• Stated goal: Print each of the following lines verbatim, omitting any pictures from your output.

►

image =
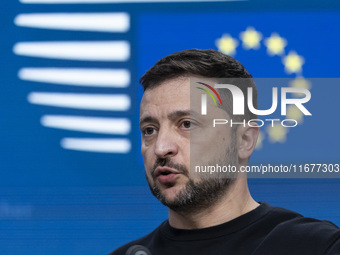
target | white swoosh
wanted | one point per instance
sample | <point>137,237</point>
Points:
<point>97,145</point>
<point>119,78</point>
<point>117,1</point>
<point>82,101</point>
<point>90,51</point>
<point>119,126</point>
<point>99,22</point>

◄

• Correct result:
image =
target | white swoosh
wanted | one point per instance
sample | <point>137,237</point>
Points:
<point>97,145</point>
<point>119,78</point>
<point>117,1</point>
<point>82,101</point>
<point>90,51</point>
<point>119,126</point>
<point>99,22</point>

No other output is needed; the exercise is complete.